== RECORDS FOR THIS EXERCISE ==
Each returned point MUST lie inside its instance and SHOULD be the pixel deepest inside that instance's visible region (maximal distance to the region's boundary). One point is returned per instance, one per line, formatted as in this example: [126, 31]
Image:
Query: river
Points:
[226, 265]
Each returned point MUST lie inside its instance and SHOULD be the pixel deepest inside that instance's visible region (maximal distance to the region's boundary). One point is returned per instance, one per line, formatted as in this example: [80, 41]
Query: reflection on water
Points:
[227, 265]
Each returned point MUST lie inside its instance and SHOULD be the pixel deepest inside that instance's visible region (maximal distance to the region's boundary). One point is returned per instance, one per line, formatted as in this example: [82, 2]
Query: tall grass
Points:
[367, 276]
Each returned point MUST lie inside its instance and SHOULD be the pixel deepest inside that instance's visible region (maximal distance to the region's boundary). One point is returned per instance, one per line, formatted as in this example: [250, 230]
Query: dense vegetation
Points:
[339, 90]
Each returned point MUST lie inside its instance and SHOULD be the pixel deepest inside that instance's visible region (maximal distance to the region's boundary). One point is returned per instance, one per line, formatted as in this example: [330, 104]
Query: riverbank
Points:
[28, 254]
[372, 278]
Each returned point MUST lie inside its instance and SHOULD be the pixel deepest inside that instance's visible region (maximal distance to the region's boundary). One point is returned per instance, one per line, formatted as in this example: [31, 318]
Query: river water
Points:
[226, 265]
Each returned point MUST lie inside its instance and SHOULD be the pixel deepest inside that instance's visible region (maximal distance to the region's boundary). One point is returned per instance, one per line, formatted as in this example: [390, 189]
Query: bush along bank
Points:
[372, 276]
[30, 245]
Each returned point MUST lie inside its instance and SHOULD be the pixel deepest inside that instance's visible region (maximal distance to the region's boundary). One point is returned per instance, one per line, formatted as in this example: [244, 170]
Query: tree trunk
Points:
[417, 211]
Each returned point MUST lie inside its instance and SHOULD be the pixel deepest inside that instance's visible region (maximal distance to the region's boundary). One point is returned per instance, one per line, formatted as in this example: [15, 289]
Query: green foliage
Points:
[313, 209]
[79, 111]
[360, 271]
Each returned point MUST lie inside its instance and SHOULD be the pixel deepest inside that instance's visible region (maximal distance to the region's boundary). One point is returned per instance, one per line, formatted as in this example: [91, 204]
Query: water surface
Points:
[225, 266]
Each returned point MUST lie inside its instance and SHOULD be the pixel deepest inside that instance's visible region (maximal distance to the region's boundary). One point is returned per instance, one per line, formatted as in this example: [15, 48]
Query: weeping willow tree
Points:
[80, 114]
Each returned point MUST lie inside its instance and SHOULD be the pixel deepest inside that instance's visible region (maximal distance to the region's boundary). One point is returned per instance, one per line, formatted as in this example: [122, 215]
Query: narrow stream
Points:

== WHAT THE TASK ASKS ==
Render the part of the records that opens with the line containing "example: [122, 215]" and runs through their final line as a JSON list of strings, with one string per line and blank lines omitted.

== RESPONSE ==
[
  "Each returned point MUST lie inside its instance and SHOULD be the pixel deepest inside that instance's visible region (maximal distance to the region's boundary). One point is returned per instance, one per line, formatted as in this example: [122, 215]",
  "Query: narrow stream",
  "Points:"
]